* Point-per-instance localization data *
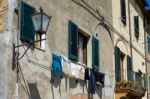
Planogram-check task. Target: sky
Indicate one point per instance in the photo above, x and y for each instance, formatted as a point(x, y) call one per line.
point(147, 7)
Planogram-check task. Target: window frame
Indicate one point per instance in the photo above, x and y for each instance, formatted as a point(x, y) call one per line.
point(123, 11)
point(136, 27)
point(85, 42)
point(40, 44)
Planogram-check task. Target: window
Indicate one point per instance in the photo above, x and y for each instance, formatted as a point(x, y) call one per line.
point(123, 11)
point(82, 49)
point(117, 64)
point(149, 83)
point(129, 68)
point(122, 71)
point(95, 53)
point(73, 41)
point(77, 44)
point(40, 41)
point(136, 26)
point(27, 28)
point(148, 44)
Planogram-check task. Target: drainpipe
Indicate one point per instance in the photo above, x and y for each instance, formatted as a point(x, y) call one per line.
point(145, 42)
point(130, 34)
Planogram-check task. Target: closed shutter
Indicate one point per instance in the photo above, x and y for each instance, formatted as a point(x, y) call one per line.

* Assignment *
Read the data above. Pull out each line in which the string "window" appears.

* Completed task *
Planogram-check task. Target: window frame
Planogram-check task. Target: window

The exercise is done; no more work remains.